- Task brief -
With no omissions, write out every record given below.

*** Recorded data ***

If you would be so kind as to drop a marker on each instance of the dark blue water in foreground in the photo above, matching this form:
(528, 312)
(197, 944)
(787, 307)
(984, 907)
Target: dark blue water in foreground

***

- Worked solution -
If you would be so kind as to drop a marker on each instance of the dark blue water in foreground in the photo above, matching this form:
(528, 312)
(197, 944)
(787, 307)
(984, 907)
Target: dark blue water in foreground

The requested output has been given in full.